Four years later — after angry parents and legislators this week decried delays and what they called inadequate funds — the Legislative Budget Board finally gave the final approval for the Texas Education Agency to start a grant program to install the belts. But the rules set by the budget board, released today, actually exclude the Beaumont area from the bulk of the available state funds. Most of the state is excluded, too; only a handful of large school districts will get the money.

"There's a sad irony there," conceded TEA spokeswoman Debbie Ratcliffe. Asked if the department had heard complaints from Beaumont officials or parents, she said, "Not yet, but I wouldn't be surprised if we do." 

The TEA received the budget board directive Friday morning after a drawn-out, contentious process. Earlier this week, Steve Forman of Beaumont, whose daughter was injured in the 2006 bus accident, told The Dallas Morning News that TEA officials "have attempted to derail the program by targeting its funding and by creating loopholes for some districts to circumvent the law."

######

* [Things to do]:
A - In the news excerpt, who is the TEA spokeswoman quoted?
B - Switch "grant program" to "funding program" in the part of the news excerpt that opens with the words containing "Four years later" and closes with "get the money.".
C - According to the news excerpt, why will the Beaumont area be left out of most of the available state funds?

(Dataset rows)

######

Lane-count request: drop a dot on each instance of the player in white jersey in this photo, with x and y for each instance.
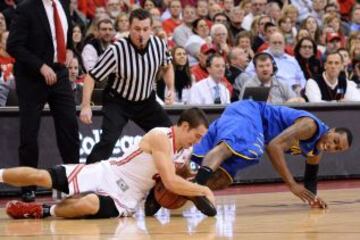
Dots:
(115, 187)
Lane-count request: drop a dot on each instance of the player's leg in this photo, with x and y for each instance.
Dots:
(211, 162)
(26, 176)
(114, 119)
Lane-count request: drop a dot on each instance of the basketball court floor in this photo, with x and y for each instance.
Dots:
(265, 212)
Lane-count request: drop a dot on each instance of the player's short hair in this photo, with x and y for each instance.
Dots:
(140, 14)
(194, 116)
(343, 130)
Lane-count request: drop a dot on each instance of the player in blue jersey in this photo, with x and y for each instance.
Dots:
(247, 129)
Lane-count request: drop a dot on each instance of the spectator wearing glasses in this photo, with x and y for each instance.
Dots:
(257, 8)
(331, 85)
(211, 90)
(305, 53)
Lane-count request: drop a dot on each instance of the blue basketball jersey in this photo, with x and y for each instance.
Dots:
(247, 126)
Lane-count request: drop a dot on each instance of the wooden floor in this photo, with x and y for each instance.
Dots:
(265, 216)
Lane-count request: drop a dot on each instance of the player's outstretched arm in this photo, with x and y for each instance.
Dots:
(161, 151)
(302, 129)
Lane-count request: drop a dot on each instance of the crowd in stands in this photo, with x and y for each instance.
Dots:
(311, 47)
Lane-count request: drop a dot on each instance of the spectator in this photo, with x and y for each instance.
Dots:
(236, 18)
(41, 77)
(77, 17)
(347, 66)
(305, 53)
(183, 32)
(199, 70)
(265, 69)
(220, 36)
(243, 40)
(183, 77)
(122, 26)
(238, 61)
(113, 8)
(312, 26)
(333, 43)
(318, 13)
(273, 10)
(99, 44)
(228, 6)
(202, 9)
(74, 77)
(246, 6)
(285, 28)
(331, 85)
(289, 71)
(171, 23)
(7, 80)
(257, 8)
(201, 35)
(355, 20)
(259, 39)
(293, 13)
(210, 90)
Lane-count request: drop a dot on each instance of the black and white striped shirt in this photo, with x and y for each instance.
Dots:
(135, 70)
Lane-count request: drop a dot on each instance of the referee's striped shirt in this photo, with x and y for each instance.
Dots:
(135, 70)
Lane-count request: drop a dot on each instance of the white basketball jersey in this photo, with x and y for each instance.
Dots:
(134, 172)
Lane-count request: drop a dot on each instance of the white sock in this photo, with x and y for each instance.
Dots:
(1, 174)
(52, 210)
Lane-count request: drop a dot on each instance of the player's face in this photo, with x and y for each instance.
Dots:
(333, 142)
(140, 31)
(193, 135)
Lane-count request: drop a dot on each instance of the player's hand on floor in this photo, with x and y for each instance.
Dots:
(210, 195)
(86, 115)
(302, 193)
(319, 203)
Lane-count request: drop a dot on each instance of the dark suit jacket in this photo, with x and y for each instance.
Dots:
(30, 41)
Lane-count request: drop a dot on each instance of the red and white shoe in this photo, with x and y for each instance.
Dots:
(18, 210)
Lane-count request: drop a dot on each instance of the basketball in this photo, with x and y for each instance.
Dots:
(168, 199)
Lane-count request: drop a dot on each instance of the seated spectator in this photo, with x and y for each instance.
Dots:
(7, 80)
(236, 18)
(122, 26)
(305, 53)
(355, 20)
(243, 40)
(210, 90)
(333, 43)
(183, 77)
(289, 71)
(355, 74)
(75, 79)
(171, 23)
(184, 31)
(284, 24)
(201, 32)
(331, 85)
(347, 66)
(265, 68)
(220, 35)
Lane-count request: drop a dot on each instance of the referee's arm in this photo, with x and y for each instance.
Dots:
(86, 113)
(169, 81)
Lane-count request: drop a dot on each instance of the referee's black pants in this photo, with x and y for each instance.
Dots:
(33, 93)
(116, 113)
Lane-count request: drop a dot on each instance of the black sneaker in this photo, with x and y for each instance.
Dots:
(28, 196)
(204, 205)
(151, 205)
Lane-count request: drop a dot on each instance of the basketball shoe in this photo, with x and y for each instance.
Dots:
(18, 210)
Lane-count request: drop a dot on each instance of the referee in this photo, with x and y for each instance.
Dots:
(135, 62)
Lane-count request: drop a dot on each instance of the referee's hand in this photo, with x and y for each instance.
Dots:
(86, 115)
(170, 98)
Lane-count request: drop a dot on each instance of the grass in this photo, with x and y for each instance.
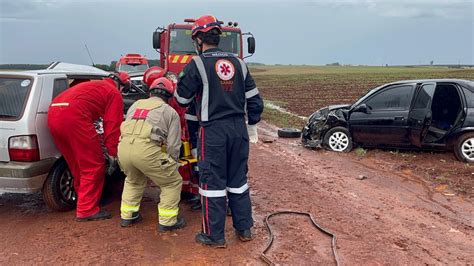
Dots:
(304, 89)
(282, 119)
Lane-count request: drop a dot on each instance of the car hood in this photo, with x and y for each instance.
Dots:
(324, 112)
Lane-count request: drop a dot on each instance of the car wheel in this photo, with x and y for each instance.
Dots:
(338, 139)
(464, 149)
(289, 133)
(58, 189)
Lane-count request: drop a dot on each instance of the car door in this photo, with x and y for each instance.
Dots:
(419, 119)
(385, 121)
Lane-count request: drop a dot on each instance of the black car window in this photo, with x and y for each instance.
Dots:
(469, 97)
(59, 86)
(392, 98)
(424, 97)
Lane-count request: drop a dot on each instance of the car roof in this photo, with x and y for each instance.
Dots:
(465, 83)
(63, 68)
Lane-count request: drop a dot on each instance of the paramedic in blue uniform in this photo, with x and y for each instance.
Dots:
(225, 94)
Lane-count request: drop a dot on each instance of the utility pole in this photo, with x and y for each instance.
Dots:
(87, 49)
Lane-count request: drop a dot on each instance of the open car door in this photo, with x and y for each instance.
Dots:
(420, 116)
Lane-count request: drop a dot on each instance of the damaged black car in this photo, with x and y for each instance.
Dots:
(414, 114)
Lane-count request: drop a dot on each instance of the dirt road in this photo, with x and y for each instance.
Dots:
(390, 217)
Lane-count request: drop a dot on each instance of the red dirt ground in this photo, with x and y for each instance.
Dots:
(393, 216)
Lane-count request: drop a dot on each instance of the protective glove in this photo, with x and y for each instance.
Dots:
(111, 164)
(253, 135)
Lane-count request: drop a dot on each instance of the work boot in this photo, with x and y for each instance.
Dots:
(136, 218)
(196, 206)
(244, 235)
(178, 225)
(101, 215)
(204, 239)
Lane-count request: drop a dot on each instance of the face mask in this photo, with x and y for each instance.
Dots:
(125, 89)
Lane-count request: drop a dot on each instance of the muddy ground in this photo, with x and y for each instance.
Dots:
(380, 212)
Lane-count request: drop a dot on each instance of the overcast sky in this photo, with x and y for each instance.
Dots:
(373, 32)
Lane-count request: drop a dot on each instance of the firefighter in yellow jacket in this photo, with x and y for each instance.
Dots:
(149, 147)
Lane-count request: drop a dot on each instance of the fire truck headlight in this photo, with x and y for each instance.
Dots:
(172, 76)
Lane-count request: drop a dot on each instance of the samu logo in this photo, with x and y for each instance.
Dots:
(225, 69)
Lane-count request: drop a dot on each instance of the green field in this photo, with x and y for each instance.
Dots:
(303, 89)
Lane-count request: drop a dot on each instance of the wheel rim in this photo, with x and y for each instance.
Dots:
(338, 141)
(467, 149)
(66, 187)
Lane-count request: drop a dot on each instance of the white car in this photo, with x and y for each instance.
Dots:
(29, 160)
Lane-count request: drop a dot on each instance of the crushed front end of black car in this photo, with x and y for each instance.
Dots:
(320, 122)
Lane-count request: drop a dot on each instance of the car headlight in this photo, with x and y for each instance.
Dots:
(315, 116)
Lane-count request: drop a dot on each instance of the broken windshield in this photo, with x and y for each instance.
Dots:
(181, 42)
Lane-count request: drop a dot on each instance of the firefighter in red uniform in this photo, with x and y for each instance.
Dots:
(71, 118)
(224, 93)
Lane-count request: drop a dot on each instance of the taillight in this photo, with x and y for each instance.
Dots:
(23, 148)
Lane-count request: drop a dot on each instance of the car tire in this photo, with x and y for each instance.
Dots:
(338, 139)
(58, 189)
(289, 133)
(464, 148)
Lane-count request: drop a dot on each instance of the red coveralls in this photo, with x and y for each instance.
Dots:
(70, 119)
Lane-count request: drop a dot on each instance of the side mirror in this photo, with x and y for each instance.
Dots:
(156, 40)
(363, 108)
(251, 45)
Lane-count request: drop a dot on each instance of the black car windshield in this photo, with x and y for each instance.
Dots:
(13, 96)
(181, 42)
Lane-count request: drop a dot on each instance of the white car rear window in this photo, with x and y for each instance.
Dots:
(13, 96)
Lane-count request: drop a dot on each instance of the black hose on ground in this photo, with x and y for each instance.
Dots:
(264, 257)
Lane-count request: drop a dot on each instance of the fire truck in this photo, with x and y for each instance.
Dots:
(174, 44)
(132, 63)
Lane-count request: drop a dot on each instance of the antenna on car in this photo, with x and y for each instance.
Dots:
(87, 49)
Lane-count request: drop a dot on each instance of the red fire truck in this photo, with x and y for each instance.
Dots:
(176, 49)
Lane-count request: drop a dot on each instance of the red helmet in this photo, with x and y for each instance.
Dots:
(152, 74)
(163, 86)
(205, 24)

######

* [Results]:
A - Debbie Ratcliffe

B -
Four years later — after angry parents and legislators this week decried delays and what they called inadequate funds — the Legislative Budget Board finally gave the final approval for the Texas Education Agency to start a funding program to install the belts. But the rules set by the budget board, released today, actually exclude the Beaumont area from the bulk of the available state funds. Most of the state is excluded, too; only a handful of large school districts will get the money.

C - The rules set by the Legislative Budget Board give the money to only a handful of large school districts. That shuts out the Beaumont area and most of the rest of the state.